§ What is being asked:
Add 93 to each number in the point coordinates, then write out every line from the start of the data through the line containing "point(45, 80)", inclusive, keeping all other lines unchanged.

[START OF Provided material]

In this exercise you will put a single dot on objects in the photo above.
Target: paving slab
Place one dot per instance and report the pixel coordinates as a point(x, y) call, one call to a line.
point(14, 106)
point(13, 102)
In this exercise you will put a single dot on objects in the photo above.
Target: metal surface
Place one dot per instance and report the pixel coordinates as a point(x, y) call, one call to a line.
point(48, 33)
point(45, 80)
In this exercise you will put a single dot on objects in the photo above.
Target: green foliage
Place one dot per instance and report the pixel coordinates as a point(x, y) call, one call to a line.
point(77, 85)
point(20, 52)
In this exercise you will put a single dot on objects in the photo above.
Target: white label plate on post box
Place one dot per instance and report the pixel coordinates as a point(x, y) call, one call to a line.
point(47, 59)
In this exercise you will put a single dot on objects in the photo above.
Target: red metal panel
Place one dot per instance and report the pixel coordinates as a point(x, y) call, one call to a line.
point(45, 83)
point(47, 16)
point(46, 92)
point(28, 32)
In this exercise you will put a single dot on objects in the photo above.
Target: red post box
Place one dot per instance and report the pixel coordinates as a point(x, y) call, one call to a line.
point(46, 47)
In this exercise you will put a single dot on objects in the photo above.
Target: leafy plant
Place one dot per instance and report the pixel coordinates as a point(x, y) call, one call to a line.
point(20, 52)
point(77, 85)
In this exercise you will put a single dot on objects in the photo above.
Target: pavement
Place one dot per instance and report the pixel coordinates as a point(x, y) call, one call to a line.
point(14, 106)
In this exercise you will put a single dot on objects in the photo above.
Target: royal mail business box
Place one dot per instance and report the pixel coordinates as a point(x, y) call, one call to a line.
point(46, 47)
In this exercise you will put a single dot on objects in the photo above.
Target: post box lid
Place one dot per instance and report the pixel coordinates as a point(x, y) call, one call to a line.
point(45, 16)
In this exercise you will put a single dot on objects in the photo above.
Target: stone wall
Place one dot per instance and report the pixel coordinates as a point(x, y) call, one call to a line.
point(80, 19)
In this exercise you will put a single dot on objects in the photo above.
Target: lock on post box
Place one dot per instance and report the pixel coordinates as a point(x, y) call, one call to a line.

[END OF Provided material]

§ Response to the task:
In this exercise you will put a single dot on objects in the photo above.
Target: paving slab
Place one dot per instance and report the pixel coordinates as a point(x, y) call, one call to a line.
point(107, 199)
point(106, 195)
In this exercise you will put a single dot on objects in the photo above.
Target: metal surface
Place one dot per instance and report the pixel coordinates as a point(x, y) call, one call to a line.
point(141, 126)
point(138, 173)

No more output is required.